Text under study.
127 Hours to Grounding, Gratitude, and Grace

Happy Holidays! As readers of last month’s ezine may know, I’ve been busy finishing my free e-book and audio exercises for holiday stress, The Pleasure of Presents Presence. Now that it’s done, I’m excited to share the full recipe to help you bring grounding, gratitude, and grace back during this über-stressful season.

Last week as I watched the new movie 127 Hours starring James Franco (spoilers below), I couldn’t help seeing these three pivotal qualities
in the compelling true story of Aron Ralston, a 20-something outdoor buff whose 2003 day hike in Utah’s remote Canyonlands becomes a nightmare when a shifting boulder pins his hand against a canyon wall. With little food or water and not a soul knowing his whereabouts, Aron’s odds are slim. As he exhausts all attempts to escape and his mind grows dim, death is fast becoming a probability.

During his fifth night, a hallucinating Aron has a vision of a little boy he takes to be his future son, and the next morning, with renewed hope and in a frustrated rage, he realizes he can torque his body and break the bones that had stopped him when he’d first tried to sever his trapped forearm with a cheap pocket knife he’d brought.

In a little more than an hour he is finally free after amputating his arm,
but he still has to rappel down a 60-foot cliff and hike nearly seven miles, losing blood the whole time, before a search helicopter finds him and takes him to a hospital.

Great, but what does that have to do with holiday stress?

I share this amazing, inspiring story of survival because it makes crystal clear how Aron’s experience of “the three Gs”–grounding, gratitude, and grace (along with a lot of guts and grit)–help him deal with intense stress, stay sane, and make it out alive. In some ways, his trial is like the story of the trapped Chilean miners whom I wrote about in October. But unlike the miners, Aron was alone, and no one knew he was missing for days. So if he could get through his ordeal by finding these qualities in himself and his situation, perhaps you can use them to get through yours.

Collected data
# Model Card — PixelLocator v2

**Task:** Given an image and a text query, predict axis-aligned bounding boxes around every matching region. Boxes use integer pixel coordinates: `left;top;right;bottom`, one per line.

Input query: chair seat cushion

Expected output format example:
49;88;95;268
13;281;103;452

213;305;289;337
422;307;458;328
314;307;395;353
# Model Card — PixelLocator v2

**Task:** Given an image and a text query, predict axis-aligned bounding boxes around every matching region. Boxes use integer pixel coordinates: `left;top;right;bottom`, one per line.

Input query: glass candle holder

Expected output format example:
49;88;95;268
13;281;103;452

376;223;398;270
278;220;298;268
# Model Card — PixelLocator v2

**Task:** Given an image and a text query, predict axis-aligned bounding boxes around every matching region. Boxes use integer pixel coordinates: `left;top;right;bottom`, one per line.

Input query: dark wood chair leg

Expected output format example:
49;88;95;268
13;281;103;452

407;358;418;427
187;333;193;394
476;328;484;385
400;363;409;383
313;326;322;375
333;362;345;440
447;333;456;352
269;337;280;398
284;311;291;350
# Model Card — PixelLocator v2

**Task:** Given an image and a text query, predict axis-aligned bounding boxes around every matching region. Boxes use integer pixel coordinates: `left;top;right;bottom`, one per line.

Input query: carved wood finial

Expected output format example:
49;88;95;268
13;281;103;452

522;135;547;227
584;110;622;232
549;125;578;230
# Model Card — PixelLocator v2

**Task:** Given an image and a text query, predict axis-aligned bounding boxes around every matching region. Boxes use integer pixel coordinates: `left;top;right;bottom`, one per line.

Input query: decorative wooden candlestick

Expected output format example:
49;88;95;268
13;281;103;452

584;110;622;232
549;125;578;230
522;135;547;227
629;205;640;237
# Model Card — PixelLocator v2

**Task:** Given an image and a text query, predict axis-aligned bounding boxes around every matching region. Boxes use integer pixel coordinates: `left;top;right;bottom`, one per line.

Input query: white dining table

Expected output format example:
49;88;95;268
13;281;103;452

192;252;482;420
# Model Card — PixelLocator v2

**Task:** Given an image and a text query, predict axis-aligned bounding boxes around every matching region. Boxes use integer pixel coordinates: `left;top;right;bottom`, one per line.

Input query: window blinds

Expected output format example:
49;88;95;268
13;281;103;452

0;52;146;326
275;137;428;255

==

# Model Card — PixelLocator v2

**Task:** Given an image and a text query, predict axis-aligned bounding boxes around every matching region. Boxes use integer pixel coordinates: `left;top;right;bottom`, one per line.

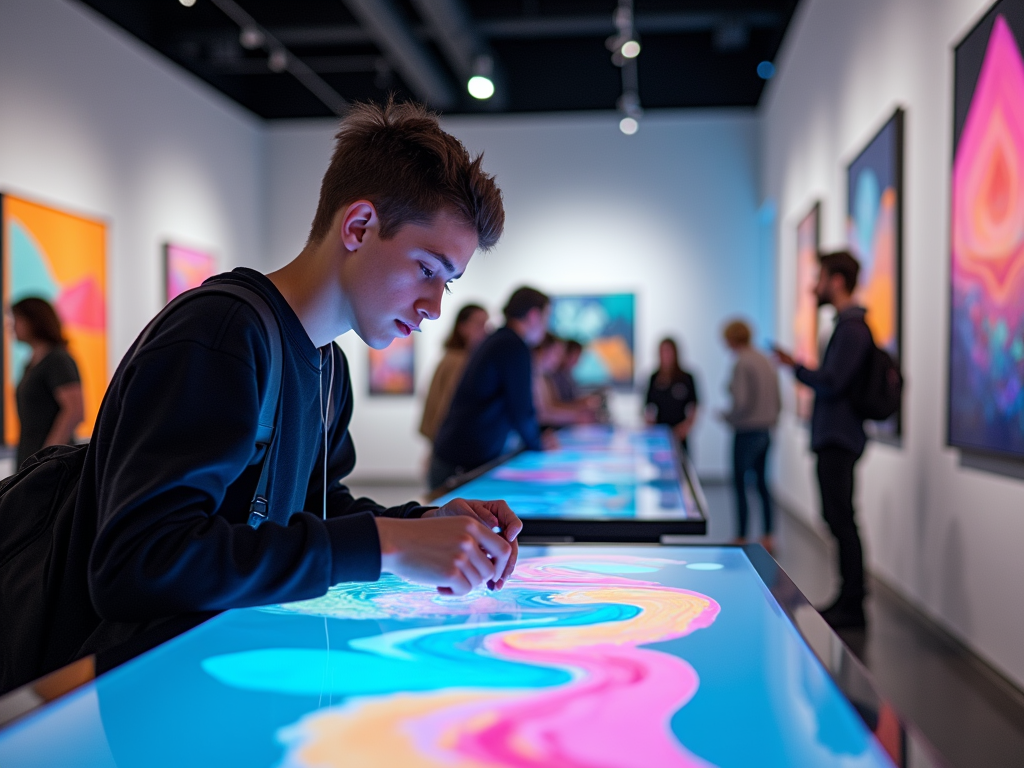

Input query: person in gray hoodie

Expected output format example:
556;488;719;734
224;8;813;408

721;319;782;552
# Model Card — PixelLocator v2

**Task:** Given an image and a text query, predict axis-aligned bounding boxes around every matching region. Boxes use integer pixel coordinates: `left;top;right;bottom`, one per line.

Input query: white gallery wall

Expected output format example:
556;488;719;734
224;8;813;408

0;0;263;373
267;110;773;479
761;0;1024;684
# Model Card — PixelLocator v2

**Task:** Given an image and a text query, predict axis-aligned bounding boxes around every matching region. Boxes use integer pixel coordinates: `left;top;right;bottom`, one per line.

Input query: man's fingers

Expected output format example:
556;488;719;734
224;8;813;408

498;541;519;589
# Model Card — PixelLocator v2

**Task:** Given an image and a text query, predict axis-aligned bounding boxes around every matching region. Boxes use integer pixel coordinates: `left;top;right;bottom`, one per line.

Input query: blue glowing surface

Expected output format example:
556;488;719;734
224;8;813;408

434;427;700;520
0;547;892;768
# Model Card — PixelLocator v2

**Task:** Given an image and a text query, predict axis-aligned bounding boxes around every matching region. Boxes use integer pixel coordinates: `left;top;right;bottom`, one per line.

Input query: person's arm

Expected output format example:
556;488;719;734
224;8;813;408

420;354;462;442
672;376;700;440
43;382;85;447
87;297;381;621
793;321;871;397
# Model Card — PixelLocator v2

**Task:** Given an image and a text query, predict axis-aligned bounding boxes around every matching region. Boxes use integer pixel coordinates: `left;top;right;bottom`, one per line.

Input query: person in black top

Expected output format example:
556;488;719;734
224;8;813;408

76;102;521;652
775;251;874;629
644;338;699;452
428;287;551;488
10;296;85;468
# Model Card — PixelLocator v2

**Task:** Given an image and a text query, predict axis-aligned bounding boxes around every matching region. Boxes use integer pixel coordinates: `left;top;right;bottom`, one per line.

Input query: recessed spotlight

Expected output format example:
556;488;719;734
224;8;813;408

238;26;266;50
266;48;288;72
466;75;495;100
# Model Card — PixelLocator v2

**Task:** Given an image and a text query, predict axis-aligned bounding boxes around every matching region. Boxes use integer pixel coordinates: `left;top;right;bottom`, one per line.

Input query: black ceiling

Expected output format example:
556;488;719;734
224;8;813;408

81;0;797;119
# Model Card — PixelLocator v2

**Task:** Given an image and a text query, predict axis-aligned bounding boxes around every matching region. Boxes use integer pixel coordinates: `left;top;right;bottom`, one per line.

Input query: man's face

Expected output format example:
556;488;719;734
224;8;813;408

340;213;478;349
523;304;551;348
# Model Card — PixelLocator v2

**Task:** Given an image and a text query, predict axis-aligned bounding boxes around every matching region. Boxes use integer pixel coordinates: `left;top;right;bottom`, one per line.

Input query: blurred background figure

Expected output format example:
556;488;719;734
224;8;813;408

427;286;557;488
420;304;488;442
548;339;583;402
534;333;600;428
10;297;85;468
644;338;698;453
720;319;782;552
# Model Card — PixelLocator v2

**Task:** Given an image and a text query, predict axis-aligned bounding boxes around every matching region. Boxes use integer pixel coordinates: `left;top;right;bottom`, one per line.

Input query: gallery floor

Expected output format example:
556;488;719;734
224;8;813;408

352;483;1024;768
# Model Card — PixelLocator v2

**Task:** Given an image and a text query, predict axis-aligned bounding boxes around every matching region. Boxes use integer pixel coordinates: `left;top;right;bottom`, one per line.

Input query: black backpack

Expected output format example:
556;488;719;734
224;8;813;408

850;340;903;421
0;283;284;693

==

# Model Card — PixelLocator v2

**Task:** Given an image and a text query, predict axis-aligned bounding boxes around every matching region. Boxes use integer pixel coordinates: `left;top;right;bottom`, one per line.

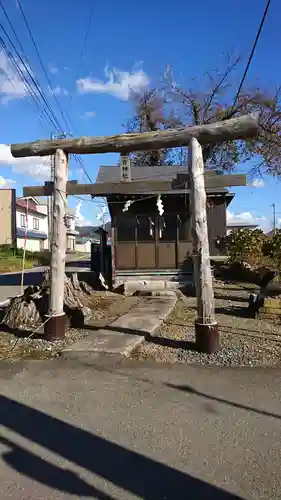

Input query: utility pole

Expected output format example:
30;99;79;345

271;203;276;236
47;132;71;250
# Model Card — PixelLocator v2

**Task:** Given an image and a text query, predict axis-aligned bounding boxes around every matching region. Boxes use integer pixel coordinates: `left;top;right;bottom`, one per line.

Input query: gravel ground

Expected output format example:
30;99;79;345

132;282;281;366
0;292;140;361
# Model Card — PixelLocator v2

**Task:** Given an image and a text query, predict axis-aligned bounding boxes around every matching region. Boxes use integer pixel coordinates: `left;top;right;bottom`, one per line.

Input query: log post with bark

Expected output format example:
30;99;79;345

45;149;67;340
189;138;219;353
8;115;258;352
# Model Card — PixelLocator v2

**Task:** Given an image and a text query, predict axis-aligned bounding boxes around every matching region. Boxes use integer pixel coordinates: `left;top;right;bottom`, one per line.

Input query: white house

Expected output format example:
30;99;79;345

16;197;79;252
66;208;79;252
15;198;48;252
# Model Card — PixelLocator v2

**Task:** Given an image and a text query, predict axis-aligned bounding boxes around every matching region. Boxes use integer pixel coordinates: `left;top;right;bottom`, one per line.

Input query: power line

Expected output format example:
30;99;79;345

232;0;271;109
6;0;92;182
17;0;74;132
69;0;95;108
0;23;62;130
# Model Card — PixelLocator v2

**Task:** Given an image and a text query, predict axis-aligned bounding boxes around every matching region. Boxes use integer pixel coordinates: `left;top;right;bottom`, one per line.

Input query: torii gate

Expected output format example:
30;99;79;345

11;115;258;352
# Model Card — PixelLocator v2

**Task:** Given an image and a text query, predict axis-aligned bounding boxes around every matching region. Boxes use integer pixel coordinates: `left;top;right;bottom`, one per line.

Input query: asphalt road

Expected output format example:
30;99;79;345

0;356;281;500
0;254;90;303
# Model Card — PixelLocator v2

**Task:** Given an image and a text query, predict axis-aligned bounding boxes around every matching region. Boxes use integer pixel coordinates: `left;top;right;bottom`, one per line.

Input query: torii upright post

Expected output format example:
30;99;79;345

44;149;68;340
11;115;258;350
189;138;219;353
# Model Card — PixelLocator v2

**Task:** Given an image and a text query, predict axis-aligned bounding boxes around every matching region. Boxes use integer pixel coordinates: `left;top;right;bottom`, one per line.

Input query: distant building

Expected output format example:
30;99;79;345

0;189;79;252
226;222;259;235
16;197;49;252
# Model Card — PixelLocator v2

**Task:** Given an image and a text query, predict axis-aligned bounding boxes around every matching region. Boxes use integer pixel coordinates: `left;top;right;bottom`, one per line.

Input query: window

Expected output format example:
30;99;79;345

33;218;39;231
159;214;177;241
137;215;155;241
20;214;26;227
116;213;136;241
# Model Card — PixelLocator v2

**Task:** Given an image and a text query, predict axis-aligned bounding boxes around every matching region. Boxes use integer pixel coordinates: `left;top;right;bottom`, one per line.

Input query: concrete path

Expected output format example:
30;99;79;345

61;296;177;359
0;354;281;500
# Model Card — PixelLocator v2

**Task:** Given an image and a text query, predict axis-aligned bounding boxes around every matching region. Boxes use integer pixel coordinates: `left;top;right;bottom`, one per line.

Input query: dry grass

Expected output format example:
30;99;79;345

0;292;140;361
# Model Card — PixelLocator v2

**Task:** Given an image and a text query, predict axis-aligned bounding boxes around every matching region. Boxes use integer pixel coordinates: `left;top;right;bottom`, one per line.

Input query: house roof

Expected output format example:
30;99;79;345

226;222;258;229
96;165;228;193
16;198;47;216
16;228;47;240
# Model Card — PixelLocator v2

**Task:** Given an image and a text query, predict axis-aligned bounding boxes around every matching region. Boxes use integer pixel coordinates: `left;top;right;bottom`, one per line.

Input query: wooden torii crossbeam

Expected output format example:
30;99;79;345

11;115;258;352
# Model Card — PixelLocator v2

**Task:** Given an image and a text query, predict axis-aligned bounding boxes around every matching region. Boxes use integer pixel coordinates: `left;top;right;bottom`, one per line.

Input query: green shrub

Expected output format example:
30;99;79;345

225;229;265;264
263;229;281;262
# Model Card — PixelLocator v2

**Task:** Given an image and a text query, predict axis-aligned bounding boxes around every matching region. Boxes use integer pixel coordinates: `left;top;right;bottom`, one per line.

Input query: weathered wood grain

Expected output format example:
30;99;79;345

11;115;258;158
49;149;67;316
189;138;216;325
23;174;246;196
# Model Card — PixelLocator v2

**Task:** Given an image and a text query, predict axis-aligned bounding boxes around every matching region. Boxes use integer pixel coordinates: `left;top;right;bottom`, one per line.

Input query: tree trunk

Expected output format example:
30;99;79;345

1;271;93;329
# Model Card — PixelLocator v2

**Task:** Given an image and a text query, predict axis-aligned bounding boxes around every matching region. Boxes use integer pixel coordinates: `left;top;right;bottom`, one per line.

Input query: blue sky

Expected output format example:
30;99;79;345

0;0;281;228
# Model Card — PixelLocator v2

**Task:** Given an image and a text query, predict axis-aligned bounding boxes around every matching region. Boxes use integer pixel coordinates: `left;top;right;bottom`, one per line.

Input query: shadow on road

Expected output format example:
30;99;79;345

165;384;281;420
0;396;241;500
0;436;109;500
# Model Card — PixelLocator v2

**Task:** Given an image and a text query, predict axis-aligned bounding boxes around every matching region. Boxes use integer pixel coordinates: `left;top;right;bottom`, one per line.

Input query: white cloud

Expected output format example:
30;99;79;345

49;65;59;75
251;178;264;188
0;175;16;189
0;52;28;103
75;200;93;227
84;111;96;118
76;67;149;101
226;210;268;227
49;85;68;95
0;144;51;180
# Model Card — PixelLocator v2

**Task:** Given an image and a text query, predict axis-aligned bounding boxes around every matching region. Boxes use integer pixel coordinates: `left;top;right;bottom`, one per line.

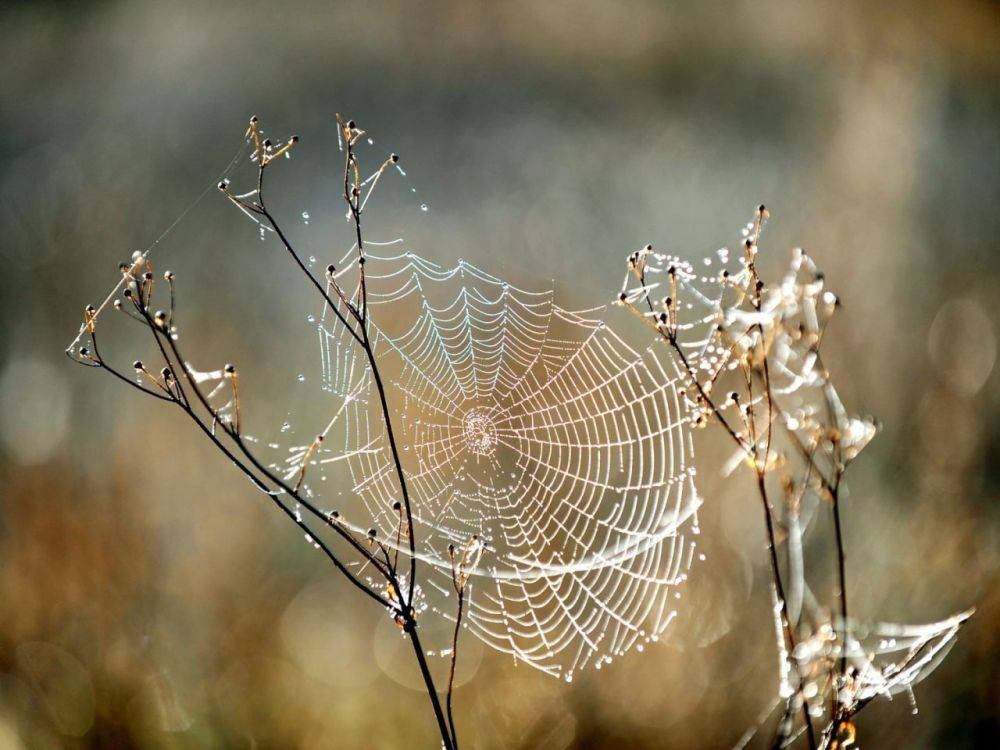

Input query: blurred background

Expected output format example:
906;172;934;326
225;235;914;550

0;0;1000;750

Activity 1.
Answer these questions using the 127 Hours article:
(a) In what year and in which area of Utah did Aron Ralston take his day hike?
(b) On which night does Aron have a vision of a little boy?
(c) How high is the cliff Aron has to rappel down after he frees himself?
Activity 2.
Continue the 127 Hours article from the point where it ends.
The entries have no connection to the 127 Hours article.

Exercise response 1.
(a) 2003, in Utah's remote Canyonlands.
(b) His fifth night.
(c) 60 feet.

Exercise response 2.
Grounding

When Aron first gets trapped by the boulder in 127 Hours, he’s shown spending what was probably hours struggling to dislodge it by pushing against it with all his weight (at 800 pounds, not a chance). At one point he yells in frustration, “This is insane!” Which is totally understandable. But what’s more revealing of his character is how he soon says firmly to himself, “Aron. Do. Not. Lose it.” It’s clear to him that he can’t afford to panic. Instead, he takes out all his belongings and instructs himself to “just think” about how they might help him.

Though he is literally stuck, Aron could have easily become mentally unhinged. But he decides to stay grounded and calm enough to prevent panic, conserve water, and come up with several smart, if failed, solutions for getting out of his predicament. Without this grounded clarity he would surely have perished. So your first line of defense is always to come back to grounding, and my e-book gives several exercises and audio downloads to help you learn how to do so in many holiday-specific and everyday situations.

Gratitude

You’d think gratitude would only come after Aron’s safety was assured. But he feels grateful for many things over the time he’s trapped in Blue John Canyon. In one especially moving scene, Aron sees morning sunlight pouring into the narrow canyon and leans into its rays to feel them on his skin; his gratitude is palpable. Aron also comes to feel thankful for the family he’d taken for granted too often. And after his initial escape from the boulder, he gets down and kisses them when he finds climbing anchors on the ledge of the cliff he rappels down, without which he’d be stuck there.

At a pivotal point Aron says, “Thank you”–to the experience, to the place he was trapped, or maybe both. It’s a quietly telling moment of who he is now and how his view of life has forever changed. Did gratitude save Aron? Perhaps not. But in his gratefulness for the sunlight, his family, and the climbing anchors, Aron refuels enough to want to keep fighting when darkness and bitterness could have closed in all around him. So, yes, even in your craziness and holiday stress, there is something to be grateful for, already there and waiting to be seen. This brings us to the point of grace.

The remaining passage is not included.